**Текстовый фрагмент**
--*--

Вынесение моего дела на бюро и партсобрание кафедры - дело незаконное. Согласно инструкции парторганизациям советской армии, персональные дела генералов обсуждаются в парткомах на правах районных комитетов партии, то есть меня должны обсуждать в парткоме академии. Я знаю это, но молчу. Я уверен, что меня провоцируют. Рассуждают так: "Григоренко - законник, поэтому запротестует против обсуждения на кафедре, а мы ему тогда скажем, что он народа боится".
- Нет, - думал я, - вы тоже законы знаете. И если нарушаете, вам и отвечать, а я вмешиваться не буду. Говорить со своими соратниками я не боюсь.
Аргасов после заседания ушел. Разошлись и члены бюро. А я еще задержался. Рассказал Зубареву - старшему преподавателю кафедры, одному из ведущих ее работников, содержание своего выступления на партконференции. Раздался звонок. Звонил Аргасов. Я сижу рядом с Зубаревым и слышу каждое слово.
- А когда собрание?
- Завтра или послезавтра после занятий.
- Нет, что ты. Я сегодня до 5 часов должен отправить в ЦК наше решение об исключении. А ведь кроме собрания надо и партком провести. Значит, вам надо собрание провести до 15 часов.
- Не знаю как это сделать. Люди же на занятиях со слушателями. Посоветуюсь с членами бюро. Тогда позвоню. Слышали? - обратился он ко мне.
- Слышал. И уж если ему надо так срочно, то мне это не к спеху. Я пошел только для того, чтоб встретиться с членами партбюро. А вообще-то я болен и у меня постельный режим. Я пойду сейчас возьму освобождение и не приду на партсобрание, пока не кончится моя болезнь.

--*--

[Сохранённые записи данных]
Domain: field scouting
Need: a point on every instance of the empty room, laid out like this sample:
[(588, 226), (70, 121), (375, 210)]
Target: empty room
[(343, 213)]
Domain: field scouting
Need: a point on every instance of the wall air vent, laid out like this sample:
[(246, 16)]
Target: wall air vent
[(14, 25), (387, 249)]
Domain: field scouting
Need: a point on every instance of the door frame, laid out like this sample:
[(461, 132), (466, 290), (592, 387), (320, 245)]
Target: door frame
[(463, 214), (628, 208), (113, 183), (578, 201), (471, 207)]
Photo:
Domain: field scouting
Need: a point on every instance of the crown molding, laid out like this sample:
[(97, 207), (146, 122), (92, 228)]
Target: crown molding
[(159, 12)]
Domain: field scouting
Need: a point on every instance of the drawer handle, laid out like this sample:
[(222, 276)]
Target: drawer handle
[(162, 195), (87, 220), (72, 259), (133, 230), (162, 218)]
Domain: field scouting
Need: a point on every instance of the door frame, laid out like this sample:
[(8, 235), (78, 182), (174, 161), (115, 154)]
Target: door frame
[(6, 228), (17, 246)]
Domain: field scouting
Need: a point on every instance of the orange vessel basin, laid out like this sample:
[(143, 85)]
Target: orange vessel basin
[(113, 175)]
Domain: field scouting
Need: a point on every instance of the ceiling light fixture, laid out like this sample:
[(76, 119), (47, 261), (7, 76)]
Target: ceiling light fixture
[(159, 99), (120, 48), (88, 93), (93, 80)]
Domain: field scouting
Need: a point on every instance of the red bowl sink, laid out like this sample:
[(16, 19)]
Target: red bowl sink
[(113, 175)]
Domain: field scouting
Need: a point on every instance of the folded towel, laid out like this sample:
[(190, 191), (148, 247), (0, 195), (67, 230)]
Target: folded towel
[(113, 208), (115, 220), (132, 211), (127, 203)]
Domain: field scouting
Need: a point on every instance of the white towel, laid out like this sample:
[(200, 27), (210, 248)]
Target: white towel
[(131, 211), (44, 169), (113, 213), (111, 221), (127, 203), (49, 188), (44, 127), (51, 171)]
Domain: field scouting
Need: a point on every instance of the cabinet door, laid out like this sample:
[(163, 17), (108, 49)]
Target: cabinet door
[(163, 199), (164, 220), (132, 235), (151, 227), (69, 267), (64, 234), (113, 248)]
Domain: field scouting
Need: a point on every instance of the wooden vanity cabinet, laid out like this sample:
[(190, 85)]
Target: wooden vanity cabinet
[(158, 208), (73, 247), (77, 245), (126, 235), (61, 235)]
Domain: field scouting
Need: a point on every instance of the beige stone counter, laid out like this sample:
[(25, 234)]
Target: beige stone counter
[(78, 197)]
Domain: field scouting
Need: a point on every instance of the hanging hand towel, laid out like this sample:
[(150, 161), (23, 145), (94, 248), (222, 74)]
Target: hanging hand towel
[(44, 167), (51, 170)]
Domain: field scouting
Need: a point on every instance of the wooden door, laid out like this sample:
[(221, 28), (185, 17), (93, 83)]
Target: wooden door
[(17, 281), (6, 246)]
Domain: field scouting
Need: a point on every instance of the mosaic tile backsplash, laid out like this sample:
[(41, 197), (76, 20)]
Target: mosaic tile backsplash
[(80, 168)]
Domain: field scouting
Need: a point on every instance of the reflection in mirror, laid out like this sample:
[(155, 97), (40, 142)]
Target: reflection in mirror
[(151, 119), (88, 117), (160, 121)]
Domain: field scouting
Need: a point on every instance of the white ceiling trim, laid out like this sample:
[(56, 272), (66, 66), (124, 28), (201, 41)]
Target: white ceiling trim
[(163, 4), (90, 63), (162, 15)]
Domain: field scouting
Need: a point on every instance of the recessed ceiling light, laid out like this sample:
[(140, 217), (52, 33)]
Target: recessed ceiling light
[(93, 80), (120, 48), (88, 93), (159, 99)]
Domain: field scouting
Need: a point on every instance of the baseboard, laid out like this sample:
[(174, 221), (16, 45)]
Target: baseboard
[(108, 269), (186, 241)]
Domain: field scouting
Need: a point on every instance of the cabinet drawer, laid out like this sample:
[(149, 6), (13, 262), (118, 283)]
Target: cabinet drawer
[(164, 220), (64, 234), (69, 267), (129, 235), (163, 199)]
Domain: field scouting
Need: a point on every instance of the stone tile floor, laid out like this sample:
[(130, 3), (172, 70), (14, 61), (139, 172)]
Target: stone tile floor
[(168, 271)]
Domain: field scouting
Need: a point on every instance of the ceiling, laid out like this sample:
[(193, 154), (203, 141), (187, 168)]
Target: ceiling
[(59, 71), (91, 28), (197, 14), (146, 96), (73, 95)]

--*--

**Формулировка задания**
Перепишите отрывок о персональном деле Григоренко от слов "Аргасов после заседания" до слов "обратился он ко мне." включительно, заменив "15 часов" на "16 часов".

**Ответ**
Аргасов после заседания ушел. Разошлись и члены бюро. А я еще задержался. Рассказал Зубареву - старшему преподавателю кафедры, одному из ведущих ее работников, содержание своего выступления на партконференции. Раздался звонок. Звонил Аргасов. Я сижу рядом с Зубаревым и слышу каждое слово.
- А когда собрание?
- Завтра или послезавтра после занятий.
- Нет, что ты. Я сегодня до 5 часов должен отправить в ЦК наше решение об исключении. А ведь кроме собрания надо и партком провести. Значит, вам надо собрание провести до 16 часов.
- Не знаю как это сделать. Люди же на занятиях со слушателями. Посоветуюсь с членами бюро. Тогда позвоню. Слышали? - обратился он ко мне.